> _Aim_
Find every line of the records that contains the string "city", matching case, and copy each one.

> _Records provided_
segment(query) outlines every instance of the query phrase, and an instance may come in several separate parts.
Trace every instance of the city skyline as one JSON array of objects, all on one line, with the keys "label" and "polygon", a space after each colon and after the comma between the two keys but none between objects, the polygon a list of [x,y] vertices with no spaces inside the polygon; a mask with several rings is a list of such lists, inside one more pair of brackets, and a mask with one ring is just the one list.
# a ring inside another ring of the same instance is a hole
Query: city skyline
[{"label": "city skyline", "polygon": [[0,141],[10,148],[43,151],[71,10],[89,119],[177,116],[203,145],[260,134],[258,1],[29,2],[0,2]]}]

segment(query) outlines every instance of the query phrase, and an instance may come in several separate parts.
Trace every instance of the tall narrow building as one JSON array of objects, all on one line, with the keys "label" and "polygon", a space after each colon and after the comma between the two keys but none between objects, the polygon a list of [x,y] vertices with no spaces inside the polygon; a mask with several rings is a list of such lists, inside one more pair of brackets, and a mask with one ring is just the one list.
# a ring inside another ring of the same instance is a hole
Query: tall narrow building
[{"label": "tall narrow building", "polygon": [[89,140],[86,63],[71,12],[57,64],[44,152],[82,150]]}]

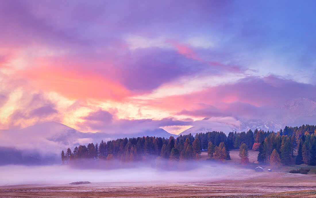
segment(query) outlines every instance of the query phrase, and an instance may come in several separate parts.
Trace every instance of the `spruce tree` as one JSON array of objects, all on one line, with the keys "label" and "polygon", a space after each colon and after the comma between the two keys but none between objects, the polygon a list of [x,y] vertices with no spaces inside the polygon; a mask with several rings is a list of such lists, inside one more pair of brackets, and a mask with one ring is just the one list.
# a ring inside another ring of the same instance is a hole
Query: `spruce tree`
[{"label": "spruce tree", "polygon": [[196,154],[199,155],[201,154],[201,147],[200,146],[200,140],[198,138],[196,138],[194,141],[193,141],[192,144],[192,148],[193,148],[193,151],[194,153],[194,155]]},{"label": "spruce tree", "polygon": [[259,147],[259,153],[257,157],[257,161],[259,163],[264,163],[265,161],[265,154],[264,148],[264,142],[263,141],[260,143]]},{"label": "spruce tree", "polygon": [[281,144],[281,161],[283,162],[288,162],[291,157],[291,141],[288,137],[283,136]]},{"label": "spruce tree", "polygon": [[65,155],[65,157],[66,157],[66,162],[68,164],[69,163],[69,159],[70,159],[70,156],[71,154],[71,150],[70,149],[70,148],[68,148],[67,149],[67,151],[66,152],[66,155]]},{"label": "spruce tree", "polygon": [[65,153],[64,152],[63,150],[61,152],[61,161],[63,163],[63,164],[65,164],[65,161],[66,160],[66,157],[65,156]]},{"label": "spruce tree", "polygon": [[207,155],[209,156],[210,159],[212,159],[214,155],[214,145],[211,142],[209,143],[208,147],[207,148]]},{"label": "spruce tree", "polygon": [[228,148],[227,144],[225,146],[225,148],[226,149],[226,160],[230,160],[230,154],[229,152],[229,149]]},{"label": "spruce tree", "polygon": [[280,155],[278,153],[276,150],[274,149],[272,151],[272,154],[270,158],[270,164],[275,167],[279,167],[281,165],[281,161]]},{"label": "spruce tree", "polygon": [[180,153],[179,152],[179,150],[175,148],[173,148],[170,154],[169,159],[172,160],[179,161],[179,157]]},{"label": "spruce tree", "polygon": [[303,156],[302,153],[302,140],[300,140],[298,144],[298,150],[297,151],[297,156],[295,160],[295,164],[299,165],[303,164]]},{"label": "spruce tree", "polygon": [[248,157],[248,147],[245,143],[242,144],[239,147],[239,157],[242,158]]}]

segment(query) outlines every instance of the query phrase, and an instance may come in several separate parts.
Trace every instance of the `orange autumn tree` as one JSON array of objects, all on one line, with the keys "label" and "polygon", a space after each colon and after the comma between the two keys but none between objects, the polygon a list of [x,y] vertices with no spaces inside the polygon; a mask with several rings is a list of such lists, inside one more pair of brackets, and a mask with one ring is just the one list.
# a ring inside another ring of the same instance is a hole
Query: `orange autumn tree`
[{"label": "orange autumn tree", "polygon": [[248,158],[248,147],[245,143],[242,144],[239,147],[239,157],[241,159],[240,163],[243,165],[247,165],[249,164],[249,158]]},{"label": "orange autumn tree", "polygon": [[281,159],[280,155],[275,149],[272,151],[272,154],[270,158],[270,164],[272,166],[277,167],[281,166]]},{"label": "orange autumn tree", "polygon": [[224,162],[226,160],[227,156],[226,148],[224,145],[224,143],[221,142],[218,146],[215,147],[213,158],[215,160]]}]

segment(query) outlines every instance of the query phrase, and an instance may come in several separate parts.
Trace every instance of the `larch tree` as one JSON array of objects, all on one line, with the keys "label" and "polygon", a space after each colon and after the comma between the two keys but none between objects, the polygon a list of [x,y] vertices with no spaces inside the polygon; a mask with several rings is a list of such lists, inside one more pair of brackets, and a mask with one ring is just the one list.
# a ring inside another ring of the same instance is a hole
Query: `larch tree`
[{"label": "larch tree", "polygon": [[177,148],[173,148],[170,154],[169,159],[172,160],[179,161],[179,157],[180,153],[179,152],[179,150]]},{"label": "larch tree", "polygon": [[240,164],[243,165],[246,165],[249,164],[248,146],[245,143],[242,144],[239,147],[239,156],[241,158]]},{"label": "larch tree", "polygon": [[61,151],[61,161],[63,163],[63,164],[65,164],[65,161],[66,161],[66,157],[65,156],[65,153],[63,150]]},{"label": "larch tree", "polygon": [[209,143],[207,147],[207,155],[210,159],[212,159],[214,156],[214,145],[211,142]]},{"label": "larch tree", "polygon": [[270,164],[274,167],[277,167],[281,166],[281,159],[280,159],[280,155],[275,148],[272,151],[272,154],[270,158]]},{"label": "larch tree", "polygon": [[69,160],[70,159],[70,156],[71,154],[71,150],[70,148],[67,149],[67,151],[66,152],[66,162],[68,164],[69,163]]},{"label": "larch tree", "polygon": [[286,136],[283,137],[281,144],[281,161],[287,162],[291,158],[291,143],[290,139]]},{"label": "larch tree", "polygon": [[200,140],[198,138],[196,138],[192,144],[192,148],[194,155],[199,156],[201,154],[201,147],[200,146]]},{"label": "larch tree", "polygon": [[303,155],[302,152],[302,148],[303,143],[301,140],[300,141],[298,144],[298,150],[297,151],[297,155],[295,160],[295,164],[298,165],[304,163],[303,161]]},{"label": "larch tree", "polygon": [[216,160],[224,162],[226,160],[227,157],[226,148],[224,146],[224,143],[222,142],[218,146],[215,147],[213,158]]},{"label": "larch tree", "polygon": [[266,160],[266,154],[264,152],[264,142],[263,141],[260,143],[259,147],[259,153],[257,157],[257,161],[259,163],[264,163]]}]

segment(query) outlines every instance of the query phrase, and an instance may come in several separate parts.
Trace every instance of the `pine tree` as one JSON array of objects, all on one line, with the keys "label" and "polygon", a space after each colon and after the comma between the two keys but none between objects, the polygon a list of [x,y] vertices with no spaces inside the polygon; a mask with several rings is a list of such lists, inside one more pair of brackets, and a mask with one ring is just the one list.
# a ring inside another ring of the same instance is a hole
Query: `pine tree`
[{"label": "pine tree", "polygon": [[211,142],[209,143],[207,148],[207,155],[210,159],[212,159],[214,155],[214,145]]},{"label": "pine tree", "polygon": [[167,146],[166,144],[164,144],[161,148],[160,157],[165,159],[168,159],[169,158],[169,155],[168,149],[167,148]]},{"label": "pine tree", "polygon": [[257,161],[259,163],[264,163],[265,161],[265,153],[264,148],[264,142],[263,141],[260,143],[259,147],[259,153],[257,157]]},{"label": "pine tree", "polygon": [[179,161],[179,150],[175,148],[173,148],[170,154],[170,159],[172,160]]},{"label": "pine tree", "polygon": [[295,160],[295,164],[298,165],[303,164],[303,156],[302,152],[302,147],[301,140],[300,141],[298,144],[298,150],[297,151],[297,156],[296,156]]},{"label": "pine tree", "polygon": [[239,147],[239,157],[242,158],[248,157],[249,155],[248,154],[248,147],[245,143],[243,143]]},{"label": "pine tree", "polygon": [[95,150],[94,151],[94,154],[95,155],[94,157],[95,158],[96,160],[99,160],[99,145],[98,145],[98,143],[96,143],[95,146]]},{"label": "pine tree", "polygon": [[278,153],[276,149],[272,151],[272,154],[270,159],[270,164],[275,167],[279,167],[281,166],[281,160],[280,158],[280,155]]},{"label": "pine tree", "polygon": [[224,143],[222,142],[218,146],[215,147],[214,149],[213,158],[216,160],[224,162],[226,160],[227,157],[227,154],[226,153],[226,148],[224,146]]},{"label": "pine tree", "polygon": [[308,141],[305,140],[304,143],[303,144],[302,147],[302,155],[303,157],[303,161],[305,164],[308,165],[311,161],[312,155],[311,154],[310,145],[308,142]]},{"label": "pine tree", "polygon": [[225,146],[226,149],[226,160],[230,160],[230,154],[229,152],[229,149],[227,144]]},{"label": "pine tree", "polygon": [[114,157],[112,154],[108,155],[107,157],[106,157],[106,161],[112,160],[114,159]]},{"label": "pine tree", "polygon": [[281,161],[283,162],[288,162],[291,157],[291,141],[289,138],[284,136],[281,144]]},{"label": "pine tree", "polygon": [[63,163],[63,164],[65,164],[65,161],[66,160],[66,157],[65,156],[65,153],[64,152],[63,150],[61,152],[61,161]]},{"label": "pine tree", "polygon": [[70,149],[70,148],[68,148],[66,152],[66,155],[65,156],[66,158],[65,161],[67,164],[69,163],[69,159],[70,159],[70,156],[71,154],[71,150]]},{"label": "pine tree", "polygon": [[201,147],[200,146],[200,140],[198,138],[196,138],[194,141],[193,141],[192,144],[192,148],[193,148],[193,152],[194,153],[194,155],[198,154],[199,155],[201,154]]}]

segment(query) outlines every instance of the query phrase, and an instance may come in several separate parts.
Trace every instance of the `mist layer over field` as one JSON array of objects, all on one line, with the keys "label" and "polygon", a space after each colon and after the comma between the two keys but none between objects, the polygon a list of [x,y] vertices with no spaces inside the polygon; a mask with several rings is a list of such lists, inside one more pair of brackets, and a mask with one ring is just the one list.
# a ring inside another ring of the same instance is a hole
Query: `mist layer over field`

> _Worked solution_
Trace every instance of the city skyline as one JSON array of objects, all on one line, with the keys "label" and "polygon", a space after each colon and after the comma between the two keys but none between objects, the polygon a list of [x,y] vertices with no spaces inside the polygon; a mask with several rings is a list of such lists, inside one more pair of brackets, and a mask with one ring is just the one list.
Query: city skyline
[{"label": "city skyline", "polygon": [[0,141],[10,148],[43,151],[71,10],[89,119],[177,116],[203,145],[260,134],[258,1],[29,2],[0,2]]}]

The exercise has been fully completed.